_DOCUMENT EXTRACT_.
Introduction

Obstructive sleep apnea syndrome(OSAS) is a very common sleep disorder with high prevalence. Globally, nearly 1 billion adults aged 30 to 69 years, are estimated to have mild to severe OSA1. OSAS is not only known as a risk factor for hypertension and other various cardiovascular diseases but also to affect the quality of life and cognitive disorders2,3,4. Therefore, active management and treatment are required. Nonetheless, due to the lack of recognition, patients with OSAS symptoms often do not know that they are suffering from OSAS, or even have symptoms of OSAS5.

Since the severity of OSAS is estimated using the apnea-hypopnea index(AHI), polysomnography(PSG) is considered as the traditional gold standard for diagnosing OSAS6,7. However, PSG requires overnight sleep in a laboratory, a dedicated personnel and system that leads to limited efficiency. In addition, PSG also requires various skin-contacted sensors, which may disturb the subject’s sleep. Other methods are also being attempted to diagnose OSAS, such as home sleep apnea test8 and cardiopulmonary monitoring9,10, which require at least overnight and also require testing equipment. As the number of suspected OSAS patients increases, the necessity for a simplified new method to countervail the shortcomings of preexisting sleep tests is rising.

(Data excerpts)
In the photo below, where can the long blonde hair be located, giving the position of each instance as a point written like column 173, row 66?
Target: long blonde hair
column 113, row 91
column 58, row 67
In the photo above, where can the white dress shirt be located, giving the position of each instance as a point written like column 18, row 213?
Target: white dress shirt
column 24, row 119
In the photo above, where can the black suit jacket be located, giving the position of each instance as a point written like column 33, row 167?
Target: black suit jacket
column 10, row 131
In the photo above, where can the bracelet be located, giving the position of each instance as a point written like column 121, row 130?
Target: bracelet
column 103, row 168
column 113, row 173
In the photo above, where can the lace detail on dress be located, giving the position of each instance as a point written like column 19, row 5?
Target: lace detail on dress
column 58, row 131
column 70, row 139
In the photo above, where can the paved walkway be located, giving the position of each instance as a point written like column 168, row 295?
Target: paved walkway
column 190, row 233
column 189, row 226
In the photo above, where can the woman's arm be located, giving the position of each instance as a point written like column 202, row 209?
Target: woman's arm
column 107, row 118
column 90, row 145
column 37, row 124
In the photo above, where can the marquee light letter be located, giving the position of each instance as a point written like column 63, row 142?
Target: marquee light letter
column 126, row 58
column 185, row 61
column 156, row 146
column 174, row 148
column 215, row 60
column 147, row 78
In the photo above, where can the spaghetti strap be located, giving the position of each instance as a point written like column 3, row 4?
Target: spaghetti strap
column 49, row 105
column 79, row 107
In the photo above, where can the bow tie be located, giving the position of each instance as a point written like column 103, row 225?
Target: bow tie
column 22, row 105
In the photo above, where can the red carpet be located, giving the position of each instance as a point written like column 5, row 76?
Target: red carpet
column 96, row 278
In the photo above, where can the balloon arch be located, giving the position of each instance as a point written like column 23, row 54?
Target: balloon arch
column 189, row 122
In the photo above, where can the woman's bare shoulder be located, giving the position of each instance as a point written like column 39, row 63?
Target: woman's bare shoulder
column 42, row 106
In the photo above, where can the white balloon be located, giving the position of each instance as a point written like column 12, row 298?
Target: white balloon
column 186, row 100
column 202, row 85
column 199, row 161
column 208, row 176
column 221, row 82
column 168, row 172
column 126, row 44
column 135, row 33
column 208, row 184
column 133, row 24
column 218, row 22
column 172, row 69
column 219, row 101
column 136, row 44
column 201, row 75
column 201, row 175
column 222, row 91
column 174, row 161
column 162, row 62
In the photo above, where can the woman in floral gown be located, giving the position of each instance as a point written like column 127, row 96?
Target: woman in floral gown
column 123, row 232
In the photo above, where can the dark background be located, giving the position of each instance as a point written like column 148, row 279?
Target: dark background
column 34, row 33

_WHAT TO DO_.
- A) Condense the paragraph of the OSAS introduction that begins "Since the severity of OSAS" into a bulleted list that keeps its main facts.
- B) Print everything in the OSAS introduction from "Obstructive sleep apnea" down to "symptoms of OSAS5.".

_EXERCISE RESPONSES_.
- A)
- OSAS severity is estimated with the apnea-hypopnea index (AHI), so polysomnography (PSG) is the traditional gold standard for diagnosis.
- PSG requires overnight sleep in a laboratory and dedicated personnel and systems, which limits its efficiency.
- PSG's many skin-contacted sensors may disturb the subject's sleep.
- Alternatives such as home sleep apnea testing and cardiopulmonary monitoring still require at least an overnight session and testing equipment.
- As suspected OSAS cases increase, a simplified new method that offsets the shortcomings of existing sleep tests is increasingly needed.

- B)
Obstructive sleep apnea syndrome(OSAS) is a very common sleep disorder with high prevalence. Globally, nearly 1 billion adults aged 30 to 69 years, are estimated to have mild to severe OSA1. OSAS is not only known as a risk factor for hypertension and other various cardiovascular diseases but also to affect the quality of life and cognitive disorders2,3,4. Therefore, active management and treatment are required. Nonetheless, due to the lack of recognition, patients with OSAS symptoms often do not know that they are suffering from OSAS, or even have symptoms of OSAS5.